● Trecho selecionado:

Preciso dizer da minha surpresa quando li o edital publicado pela Assembleia Legislativa do Rio Grande do Norte para aquisição de livros infantis e juvenis. Não querendo faltar com o devido respeito aos escritores selecionados, afirmo que a lista de escolhidos é regular, não mais do que isso.

Infelizmente, a relação é inadequada em pelo menos dois quesitos que a tornam, sob o meu ponto de vista, desrespeitosa com quem escreve e defende a produção literária local e com quem tem revolucionado a prosa e a poesia voltada para a juventude.

Antiquada e pouco representativa (com honrosas exceções) a lista termina por evidenciar muito mais o que lhe falta, do que o que oferece aos leitores. Ao lê-la, tive a impressão de que ainda vivia na década de 1970. Que nada de novo aconteceu no Brasil desde essa época e que o RN, apesar da sua riqueza natural, é pobre em literatura (só isso justifica a ausência de títulos locais).

● Enunciado: Segundo o trecho sobre o edital de livros infantis e juvenis, qual órgão publicou esse edital? Os dados abaixo não têm relação com o trecho.

● Material fornecido:
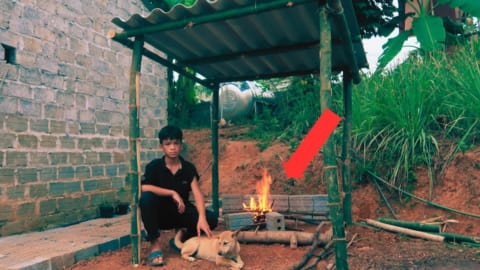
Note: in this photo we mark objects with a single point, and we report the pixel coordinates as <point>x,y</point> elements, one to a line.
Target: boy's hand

● Exercício resolvido: A Assembleia Legislativa do Rio Grande do Norte.